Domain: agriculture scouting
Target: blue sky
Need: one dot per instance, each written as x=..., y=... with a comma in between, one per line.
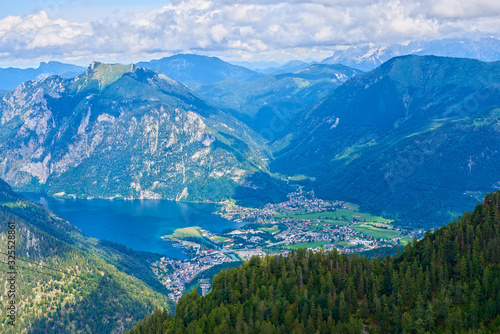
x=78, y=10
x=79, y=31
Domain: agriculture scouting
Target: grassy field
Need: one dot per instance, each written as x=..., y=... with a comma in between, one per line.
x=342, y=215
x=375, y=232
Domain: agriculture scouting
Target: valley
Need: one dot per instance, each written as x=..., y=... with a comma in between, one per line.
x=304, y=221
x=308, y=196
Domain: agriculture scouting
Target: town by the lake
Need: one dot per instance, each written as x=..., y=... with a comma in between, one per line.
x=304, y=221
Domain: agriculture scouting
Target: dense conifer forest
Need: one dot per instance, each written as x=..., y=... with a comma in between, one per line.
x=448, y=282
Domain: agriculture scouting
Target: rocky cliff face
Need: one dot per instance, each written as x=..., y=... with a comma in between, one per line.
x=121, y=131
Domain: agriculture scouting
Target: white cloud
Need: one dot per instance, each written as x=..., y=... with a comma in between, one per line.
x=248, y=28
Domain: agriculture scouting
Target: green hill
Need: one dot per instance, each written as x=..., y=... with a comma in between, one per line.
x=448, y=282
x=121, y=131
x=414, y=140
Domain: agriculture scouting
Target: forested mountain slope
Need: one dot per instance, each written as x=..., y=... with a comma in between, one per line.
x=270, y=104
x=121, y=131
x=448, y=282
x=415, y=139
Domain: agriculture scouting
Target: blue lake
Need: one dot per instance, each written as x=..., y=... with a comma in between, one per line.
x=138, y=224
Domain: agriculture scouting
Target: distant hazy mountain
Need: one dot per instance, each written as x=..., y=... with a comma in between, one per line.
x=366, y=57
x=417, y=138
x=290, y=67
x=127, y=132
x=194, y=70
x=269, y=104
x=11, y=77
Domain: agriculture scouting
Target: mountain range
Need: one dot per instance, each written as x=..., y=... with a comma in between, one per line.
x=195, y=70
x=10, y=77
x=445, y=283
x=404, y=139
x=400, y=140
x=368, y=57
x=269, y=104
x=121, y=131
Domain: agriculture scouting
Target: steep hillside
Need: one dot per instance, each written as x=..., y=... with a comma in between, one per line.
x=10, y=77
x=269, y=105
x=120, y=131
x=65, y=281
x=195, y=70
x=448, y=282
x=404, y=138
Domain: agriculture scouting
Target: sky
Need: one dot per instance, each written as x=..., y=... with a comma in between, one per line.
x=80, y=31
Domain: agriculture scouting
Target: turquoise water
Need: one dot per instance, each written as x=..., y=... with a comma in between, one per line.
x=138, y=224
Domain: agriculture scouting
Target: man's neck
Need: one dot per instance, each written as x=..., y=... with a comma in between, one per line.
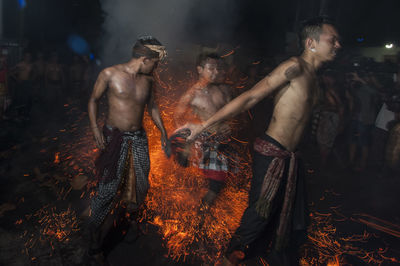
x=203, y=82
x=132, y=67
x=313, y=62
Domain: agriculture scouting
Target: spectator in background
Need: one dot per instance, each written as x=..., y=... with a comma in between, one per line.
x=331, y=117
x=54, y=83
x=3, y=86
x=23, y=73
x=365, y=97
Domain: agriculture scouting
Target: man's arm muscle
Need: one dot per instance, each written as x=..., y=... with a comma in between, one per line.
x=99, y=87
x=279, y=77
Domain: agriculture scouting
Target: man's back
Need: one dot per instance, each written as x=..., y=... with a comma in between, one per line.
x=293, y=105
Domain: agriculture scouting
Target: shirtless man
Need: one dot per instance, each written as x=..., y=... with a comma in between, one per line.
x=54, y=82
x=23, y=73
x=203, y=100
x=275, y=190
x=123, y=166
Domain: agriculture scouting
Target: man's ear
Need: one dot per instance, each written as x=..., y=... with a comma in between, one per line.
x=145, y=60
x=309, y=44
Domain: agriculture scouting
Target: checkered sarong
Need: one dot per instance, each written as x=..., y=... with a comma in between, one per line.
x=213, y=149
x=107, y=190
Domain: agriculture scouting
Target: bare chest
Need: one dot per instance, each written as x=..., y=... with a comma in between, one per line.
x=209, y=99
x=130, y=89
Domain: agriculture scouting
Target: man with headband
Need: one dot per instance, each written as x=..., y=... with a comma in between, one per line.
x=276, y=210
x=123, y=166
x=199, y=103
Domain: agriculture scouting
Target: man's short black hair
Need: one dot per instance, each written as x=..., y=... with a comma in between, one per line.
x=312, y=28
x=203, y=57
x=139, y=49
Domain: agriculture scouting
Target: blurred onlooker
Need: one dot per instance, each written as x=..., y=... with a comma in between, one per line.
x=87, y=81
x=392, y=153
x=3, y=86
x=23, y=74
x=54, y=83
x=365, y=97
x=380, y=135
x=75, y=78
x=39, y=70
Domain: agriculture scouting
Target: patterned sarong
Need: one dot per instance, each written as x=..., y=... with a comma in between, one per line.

........

Work instructions → I'd like the material duplicated exactly, without its pictures.

Reply →
Domain: agriculture scouting
Target: blue sky
Need: one dot per instance, each written as x=..., y=... with a comma in between, one per line.
x=78, y=10
x=79, y=31
Domain: agriculture scouting
Target: grassy field
Need: one dot per instance, each written as x=..., y=... with a comma in between, one per line.
x=342, y=215
x=375, y=232
Domain: agriculture scouting
Target: valley
Need: one dot per instance, each written as x=..., y=... with a comma in between, one per line.
x=304, y=221
x=308, y=196
Domain: agriculture scouting
Target: town by the lake
Need: one dot per instance, each written as x=..., y=... with a comma in between, one per line.
x=304, y=221
Domain: agriculture scouting
Target: dense conifer forest
Need: one dot per instance, each written as x=..., y=... with a comma in between, one per line.
x=448, y=282
Domain: agriculture scouting
Target: rocky cliff face
Need: one dot per instance, each written as x=..., y=... with a comma in between, one per line.
x=121, y=131
Domain: agriculture scouting
Target: white cloud
Need: one dot per instance, each written as x=..., y=... with a comma in between, one per line.
x=248, y=28
Domain: agriculture scouting
Target: green hill
Need: one dot per instance, each written as x=..., y=... with a comma in between, one per line.
x=448, y=282
x=121, y=131
x=414, y=140
Domain: agriculture scouting
Target: forested mountain slope
Need: one dot per instance, each written as x=..., y=... with a comma in between, one per line.
x=270, y=104
x=121, y=131
x=448, y=282
x=415, y=139
Domain: agriculture scouting
Target: blue lake
Need: one dot per instance, each written as x=..., y=... with a comma in between, one per line.
x=138, y=224
Domain: agriculture scouting
Target: distant hazy mountain
Need: one dot per instance, each written as x=..., y=... with a comma in between, one per line.
x=366, y=57
x=417, y=138
x=290, y=67
x=127, y=132
x=194, y=70
x=269, y=104
x=11, y=77
Domain: agriculture scouting
Target: mountain range
Need: one dot per instance, each written as x=..., y=... with a comma in between, one per line.
x=195, y=70
x=10, y=77
x=445, y=283
x=404, y=139
x=400, y=140
x=368, y=57
x=269, y=104
x=121, y=131
Domain: agriculture scouting
Target: steep hillside
Need: one dot per instance, each written as x=..., y=... with a comma in between, one per line.
x=10, y=77
x=269, y=105
x=120, y=131
x=65, y=281
x=195, y=70
x=448, y=282
x=404, y=138
Domain: agriculture scouting
Target: sky
Need: one dot per instance, each written as x=..., y=... with a comma in between, one per line.
x=80, y=31
Domain: agriculture scouting
Target: turquoise water
Need: one dot per instance, each written as x=..., y=... with a comma in between, one per line.
x=138, y=224
Domain: agriculture scouting
Target: man's neck
Need: one dot per instance, each written as x=..., y=... with a comma in between, one per line.
x=203, y=82
x=132, y=67
x=313, y=62
Domain: agriculture scouting
Target: spectator in background
Need: one dot per instance, each written as x=..., y=... with a comma in between, one per line.
x=331, y=117
x=54, y=83
x=3, y=86
x=23, y=73
x=365, y=97
Domain: agriculture scouting
Target: man's arm muscle
Need: one dot per instance, each written as x=..., y=... with a comma in between, one per line.
x=99, y=87
x=279, y=77
Domain: agriculture scouting
Target: man's back
Need: one dot per instance, each written as x=..., y=... with a comma in between, one per line.
x=293, y=105
Domain: agriculture scouting
Target: shirtless man
Need: one dot per instance, each written as x=..., y=... with a comma in between, one per line.
x=54, y=82
x=23, y=73
x=203, y=100
x=275, y=190
x=123, y=166
Domain: agriculture scouting
Target: man's ear
Need: one dot per instance, each written as x=..., y=... with a comma in between, one per line.
x=145, y=60
x=309, y=44
Domain: agriculture scouting
Target: checkered sarong
Need: one dot per instance, each written as x=..., y=... with a comma in between, one per line.
x=213, y=149
x=107, y=190
Domain: agriculture scouting
Target: bare chest
Need: one dot per instance, each written as x=..., y=... with a comma in between, one per line.
x=209, y=99
x=130, y=89
Domain: agriculture scouting
Target: man with headband
Need: one dot per instance, each written as x=..., y=... with a comma in between, one per line.
x=276, y=210
x=123, y=166
x=199, y=103
Domain: agriculture scouting
Target: man's short black hair
Need: one dot per instance, each written as x=..., y=... with a comma in between, one per line.
x=312, y=28
x=203, y=57
x=139, y=49
Domain: agriculture scouting
Target: blurred onlooker
Need: one dot per instance, each written as x=..., y=... with a comma in between, one per line.
x=87, y=81
x=392, y=153
x=3, y=86
x=23, y=74
x=54, y=83
x=365, y=97
x=380, y=135
x=75, y=78
x=39, y=70
Domain: agriculture scouting
Target: patterned sarong
Need: one dot per instance, each written as x=..., y=... with a comma in between, one per line.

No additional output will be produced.